--- BEGIN Record set ---

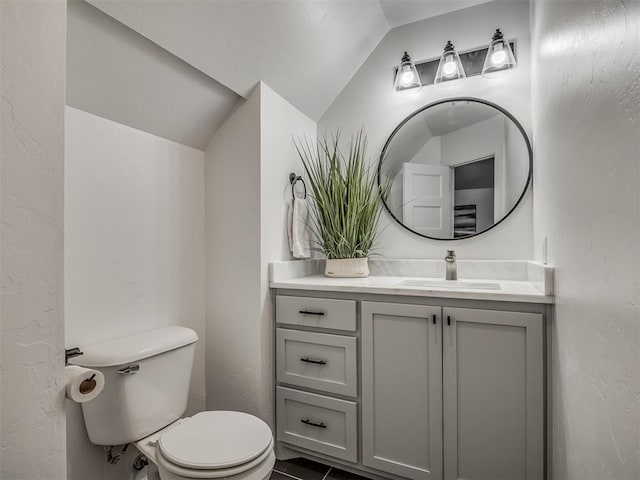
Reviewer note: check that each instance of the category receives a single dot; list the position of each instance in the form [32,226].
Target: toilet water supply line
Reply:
[113,459]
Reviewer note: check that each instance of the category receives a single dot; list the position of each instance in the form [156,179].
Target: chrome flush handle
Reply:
[129,369]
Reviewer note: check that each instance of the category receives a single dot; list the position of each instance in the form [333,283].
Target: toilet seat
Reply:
[212,444]
[216,473]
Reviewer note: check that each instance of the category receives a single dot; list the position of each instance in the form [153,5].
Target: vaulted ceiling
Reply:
[152,64]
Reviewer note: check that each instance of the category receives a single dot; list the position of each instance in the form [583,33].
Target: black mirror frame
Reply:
[459,99]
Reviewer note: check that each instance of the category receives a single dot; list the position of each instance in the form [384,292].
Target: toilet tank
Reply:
[147,378]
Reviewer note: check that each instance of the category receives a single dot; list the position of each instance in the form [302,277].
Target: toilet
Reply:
[147,378]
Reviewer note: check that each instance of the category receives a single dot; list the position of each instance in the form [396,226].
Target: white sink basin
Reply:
[451,284]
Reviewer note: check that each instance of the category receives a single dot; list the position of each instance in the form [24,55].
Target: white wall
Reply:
[234,333]
[247,166]
[306,49]
[280,123]
[368,100]
[586,97]
[134,249]
[32,79]
[116,73]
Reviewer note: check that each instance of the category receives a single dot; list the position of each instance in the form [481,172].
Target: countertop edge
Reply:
[417,292]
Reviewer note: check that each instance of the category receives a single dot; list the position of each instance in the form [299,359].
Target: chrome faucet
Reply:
[452,268]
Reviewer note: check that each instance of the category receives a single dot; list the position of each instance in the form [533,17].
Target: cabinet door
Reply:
[493,394]
[402,389]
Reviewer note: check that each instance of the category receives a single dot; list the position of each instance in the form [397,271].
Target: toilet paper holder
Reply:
[70,353]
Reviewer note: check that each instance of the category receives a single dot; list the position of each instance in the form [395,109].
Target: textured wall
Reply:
[586,98]
[134,249]
[32,76]
[368,100]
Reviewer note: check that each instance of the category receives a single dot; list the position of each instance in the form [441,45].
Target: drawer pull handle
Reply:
[309,312]
[306,421]
[311,360]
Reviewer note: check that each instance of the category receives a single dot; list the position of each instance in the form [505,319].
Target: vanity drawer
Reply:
[322,424]
[317,360]
[316,312]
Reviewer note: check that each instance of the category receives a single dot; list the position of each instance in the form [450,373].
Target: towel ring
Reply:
[293,179]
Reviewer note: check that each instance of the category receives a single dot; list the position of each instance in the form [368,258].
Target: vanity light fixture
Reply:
[450,67]
[499,57]
[407,78]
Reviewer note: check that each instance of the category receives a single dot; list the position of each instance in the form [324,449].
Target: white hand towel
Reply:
[290,224]
[299,231]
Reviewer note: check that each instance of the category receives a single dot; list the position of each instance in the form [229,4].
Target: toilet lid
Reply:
[215,440]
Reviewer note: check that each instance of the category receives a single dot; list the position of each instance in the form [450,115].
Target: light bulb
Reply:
[407,76]
[499,55]
[449,67]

--- END Record set ---

## What to do
Reproduce the lines word for word, starting at the one holding "the form [324,449]." and ending at the final line of the material above.

## Full output
Reviewer note: check that each instance of the category receives a single dot; list the position of each instance in the form [324,449].
Target: white hand towel
Reply:
[290,224]
[299,231]
Reviewer note: check that each instance of the category receives a single dot; list the position of each instance in the form [229,4].
Target: toilet lid
Reply:
[215,440]
Reviewer note: check that each instance of the category receives a single dot; list the position of each instance in the form [450,115].
Target: light bulb
Reply:
[407,76]
[499,55]
[449,67]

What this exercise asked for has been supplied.